[Data entries]
----
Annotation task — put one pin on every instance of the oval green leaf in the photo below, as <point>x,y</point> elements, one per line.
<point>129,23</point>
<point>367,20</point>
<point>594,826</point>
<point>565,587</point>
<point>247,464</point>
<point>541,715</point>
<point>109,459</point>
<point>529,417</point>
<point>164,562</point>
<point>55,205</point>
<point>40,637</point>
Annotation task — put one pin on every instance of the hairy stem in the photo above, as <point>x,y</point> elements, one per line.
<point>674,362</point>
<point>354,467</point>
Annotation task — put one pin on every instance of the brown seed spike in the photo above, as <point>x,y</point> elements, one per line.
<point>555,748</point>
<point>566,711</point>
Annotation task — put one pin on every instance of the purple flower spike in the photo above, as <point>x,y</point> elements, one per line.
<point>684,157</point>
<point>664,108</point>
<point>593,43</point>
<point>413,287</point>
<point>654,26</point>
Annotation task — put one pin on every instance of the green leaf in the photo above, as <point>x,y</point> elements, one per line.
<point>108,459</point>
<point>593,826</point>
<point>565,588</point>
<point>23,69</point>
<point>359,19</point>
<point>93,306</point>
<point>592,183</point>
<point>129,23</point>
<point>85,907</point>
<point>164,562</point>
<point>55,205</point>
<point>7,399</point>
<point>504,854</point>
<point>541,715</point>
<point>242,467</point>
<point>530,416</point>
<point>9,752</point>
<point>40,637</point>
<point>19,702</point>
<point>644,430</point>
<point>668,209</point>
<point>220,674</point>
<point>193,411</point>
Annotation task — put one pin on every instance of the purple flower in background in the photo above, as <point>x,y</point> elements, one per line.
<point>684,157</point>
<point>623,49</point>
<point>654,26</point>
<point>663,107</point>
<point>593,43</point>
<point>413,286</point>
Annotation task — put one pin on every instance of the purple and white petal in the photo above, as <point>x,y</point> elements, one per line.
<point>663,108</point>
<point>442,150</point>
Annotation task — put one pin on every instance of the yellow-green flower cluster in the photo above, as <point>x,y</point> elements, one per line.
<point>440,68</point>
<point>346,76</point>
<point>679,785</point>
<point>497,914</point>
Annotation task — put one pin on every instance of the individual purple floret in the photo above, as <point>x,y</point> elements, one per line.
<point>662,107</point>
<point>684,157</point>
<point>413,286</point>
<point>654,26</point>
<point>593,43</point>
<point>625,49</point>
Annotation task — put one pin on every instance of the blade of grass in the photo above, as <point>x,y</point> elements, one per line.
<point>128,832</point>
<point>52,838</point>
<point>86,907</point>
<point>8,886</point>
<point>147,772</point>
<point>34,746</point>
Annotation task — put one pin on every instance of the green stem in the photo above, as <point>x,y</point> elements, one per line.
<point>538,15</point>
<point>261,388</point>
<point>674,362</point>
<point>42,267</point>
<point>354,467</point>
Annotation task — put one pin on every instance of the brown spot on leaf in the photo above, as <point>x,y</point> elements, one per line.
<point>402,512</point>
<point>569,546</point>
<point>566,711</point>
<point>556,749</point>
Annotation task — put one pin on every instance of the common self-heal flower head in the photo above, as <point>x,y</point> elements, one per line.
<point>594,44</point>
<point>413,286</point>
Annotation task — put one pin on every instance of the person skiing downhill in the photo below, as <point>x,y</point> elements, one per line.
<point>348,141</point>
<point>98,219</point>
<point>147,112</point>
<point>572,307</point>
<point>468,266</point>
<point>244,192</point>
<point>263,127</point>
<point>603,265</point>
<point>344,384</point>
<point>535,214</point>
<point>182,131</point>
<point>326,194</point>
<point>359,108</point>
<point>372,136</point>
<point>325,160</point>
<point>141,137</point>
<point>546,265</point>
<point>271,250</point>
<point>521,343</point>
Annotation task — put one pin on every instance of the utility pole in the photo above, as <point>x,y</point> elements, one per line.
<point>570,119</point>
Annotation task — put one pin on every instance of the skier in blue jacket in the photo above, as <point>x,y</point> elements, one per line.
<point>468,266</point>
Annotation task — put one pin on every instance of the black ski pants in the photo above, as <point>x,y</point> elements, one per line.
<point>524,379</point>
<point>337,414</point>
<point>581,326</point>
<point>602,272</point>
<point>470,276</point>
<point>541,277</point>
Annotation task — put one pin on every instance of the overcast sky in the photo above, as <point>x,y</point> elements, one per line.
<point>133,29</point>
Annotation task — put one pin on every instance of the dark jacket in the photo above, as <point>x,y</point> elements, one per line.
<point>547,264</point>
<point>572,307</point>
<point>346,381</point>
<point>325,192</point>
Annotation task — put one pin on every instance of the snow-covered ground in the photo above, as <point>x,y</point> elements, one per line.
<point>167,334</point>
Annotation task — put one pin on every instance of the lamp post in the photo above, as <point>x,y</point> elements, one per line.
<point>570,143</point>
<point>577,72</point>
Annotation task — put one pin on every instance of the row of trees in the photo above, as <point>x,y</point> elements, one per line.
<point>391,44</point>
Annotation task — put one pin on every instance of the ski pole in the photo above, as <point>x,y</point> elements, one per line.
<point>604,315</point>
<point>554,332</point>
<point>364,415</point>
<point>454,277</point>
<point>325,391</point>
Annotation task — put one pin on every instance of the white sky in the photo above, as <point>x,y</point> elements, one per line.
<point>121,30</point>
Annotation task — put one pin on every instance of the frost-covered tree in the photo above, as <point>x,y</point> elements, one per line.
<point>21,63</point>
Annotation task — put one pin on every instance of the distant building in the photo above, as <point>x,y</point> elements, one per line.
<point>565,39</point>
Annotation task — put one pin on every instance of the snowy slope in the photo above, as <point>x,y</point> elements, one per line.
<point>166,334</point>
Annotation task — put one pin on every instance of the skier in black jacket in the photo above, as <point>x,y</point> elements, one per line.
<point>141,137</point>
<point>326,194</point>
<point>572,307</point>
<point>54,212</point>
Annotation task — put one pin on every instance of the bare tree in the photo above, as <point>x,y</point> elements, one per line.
----
To do: Transcribe all entries word for word.

Answer space:
Annotation task — put one pin on every instance of the oval green leaf in the photo below, as <point>x,y</point> elements, one per line.
<point>129,23</point>
<point>367,20</point>
<point>594,826</point>
<point>565,587</point>
<point>247,464</point>
<point>541,715</point>
<point>109,459</point>
<point>529,417</point>
<point>164,562</point>
<point>55,205</point>
<point>40,637</point>
Annotation task — put one pin on every instance of the hairy stem in the photo above, as <point>x,y</point> elements, one per line.
<point>674,362</point>
<point>354,467</point>
Annotation task — put one pin on every instance of the brown seed spike in the photo above, as <point>x,y</point> elements, one per line.
<point>555,748</point>
<point>566,711</point>
Annotation task — put one pin on every instance of the purple flower spike in the photo above, as <point>x,y</point> elements, one per line.
<point>684,157</point>
<point>664,108</point>
<point>593,43</point>
<point>413,287</point>
<point>654,26</point>
Annotation task — put one pin on every instance of the green leaf in the photo above, as <point>x,y</point> elements, one per line.
<point>108,459</point>
<point>593,826</point>
<point>565,588</point>
<point>23,69</point>
<point>359,19</point>
<point>93,306</point>
<point>592,183</point>
<point>129,23</point>
<point>85,907</point>
<point>164,562</point>
<point>55,205</point>
<point>7,399</point>
<point>504,854</point>
<point>541,715</point>
<point>242,467</point>
<point>530,416</point>
<point>9,752</point>
<point>40,637</point>
<point>19,702</point>
<point>644,430</point>
<point>668,209</point>
<point>220,674</point>
<point>193,411</point>
Annotation task — put one pin on every instance of the purple flower in background in the photo above, as <point>x,y</point> elements, one per line.
<point>684,157</point>
<point>623,49</point>
<point>654,26</point>
<point>663,107</point>
<point>593,43</point>
<point>413,286</point>
Annotation task — put one pin on every instance of the purple and white petal in the photo above, as <point>x,y</point> elements, one per line.
<point>663,108</point>
<point>442,150</point>
Annotation task — put one pin on every instance of the yellow-green flower cluster in the photo above, as <point>x,y</point> elements, one per line.
<point>440,68</point>
<point>346,76</point>
<point>679,785</point>
<point>497,914</point>
Annotation task — put one pin on every instance of the individual purple floret in the photo above, as <point>x,y</point> elements, one per line.
<point>662,107</point>
<point>684,157</point>
<point>413,286</point>
<point>654,26</point>
<point>593,43</point>
<point>625,49</point>
Annotation task — put one pin on every instance of the blade of grass in the photo above, as <point>x,y</point> elements, one per line.
<point>128,832</point>
<point>52,838</point>
<point>86,907</point>
<point>8,886</point>
<point>147,772</point>
<point>34,746</point>
Annotation task — put one pin on every instance of the green stem in the photo above, as <point>x,y</point> elements, one per line.
<point>538,15</point>
<point>261,388</point>
<point>674,362</point>
<point>42,267</point>
<point>354,467</point>
Annotation task — put one pin on every instance of the brown spot on leaf in the photo above, as <point>x,y</point> elements, one per line.
<point>402,512</point>
<point>569,546</point>
<point>566,711</point>
<point>556,749</point>
Annotation task — put one pin on every instance of the common self-heal flower head in the photo above, as <point>x,y</point> elements, one per line.
<point>594,44</point>
<point>413,286</point>
Annotation task — put one pin on every instance of the person skiing downhill in the photo below, as <point>x,y</point> elements, one per line.
<point>348,141</point>
<point>98,219</point>
<point>147,112</point>
<point>572,307</point>
<point>468,266</point>
<point>244,192</point>
<point>263,127</point>
<point>603,265</point>
<point>344,384</point>
<point>535,214</point>
<point>182,131</point>
<point>326,194</point>
<point>359,108</point>
<point>372,136</point>
<point>325,160</point>
<point>141,137</point>
<point>546,265</point>
<point>271,250</point>
<point>521,343</point>
Annotation task — put one pin on every instance of the utility pole in the photo above, as <point>x,y</point> elements, one per line.
<point>570,119</point>
Annotation task — put one pin on every instance of the skier in blue jacket in the photo above, as <point>x,y</point> elements, one per line.
<point>468,266</point>
Annotation task — put one pin on every instance of the black ski pants in the photo above, as <point>x,y</point> elements, one per line.
<point>524,379</point>
<point>337,414</point>
<point>581,326</point>
<point>602,272</point>
<point>470,276</point>
<point>541,277</point>
Annotation task — put one pin on every instance of the overcast sky in the photo above, as <point>x,y</point> elements, one per line.
<point>133,29</point>
Annotation task — put one pin on every instance of the dark jacket in the photo above, as <point>x,y</point> elements, one per line.
<point>547,264</point>
<point>572,307</point>
<point>346,381</point>
<point>325,192</point>
Annotation task — put one pin on every instance of the snow-covered ground in the photo above, as <point>x,y</point> elements, one per line.
<point>167,334</point>
Annotation task — put one pin on every instance of the lamp post in the photo above, as <point>x,y</point> elements, one per line.
<point>570,143</point>
<point>577,72</point>
Annotation task — put one pin on every instance of the row of trees in the photo above, as <point>x,y</point> elements, one per line.
<point>391,44</point>
Annotation task — put one pin on every instance of the ski pole in the photo above, as <point>x,y</point> elements, one per line.
<point>604,315</point>
<point>554,332</point>
<point>364,415</point>
<point>454,277</point>
<point>325,391</point>
Annotation task — put one pin on every instance of the white sky in the photo above, as <point>x,y</point> elements, one per line.
<point>121,30</point>
Annotation task — put one pin on every instance of the frost-covered tree in the photo above, as <point>x,y</point> elements, one per line.
<point>21,63</point>
Annotation task — put one pin on every instance of the distant building in the photo above, as <point>x,y</point> elements, one per line.
<point>565,39</point>
Annotation task — put one pin on every instance of the snowy slope in the photo above, as <point>x,y</point> elements, one per line.
<point>166,334</point>
Annotation task — put one pin on every instance of the skier in black jacket in the photo above, as <point>x,y</point> elements, one per line.
<point>141,137</point>
<point>326,194</point>
<point>572,307</point>
<point>54,212</point>
Annotation task — put one pin on every instance of the bare tree in the photo above, as <point>x,y</point> elements, one per line.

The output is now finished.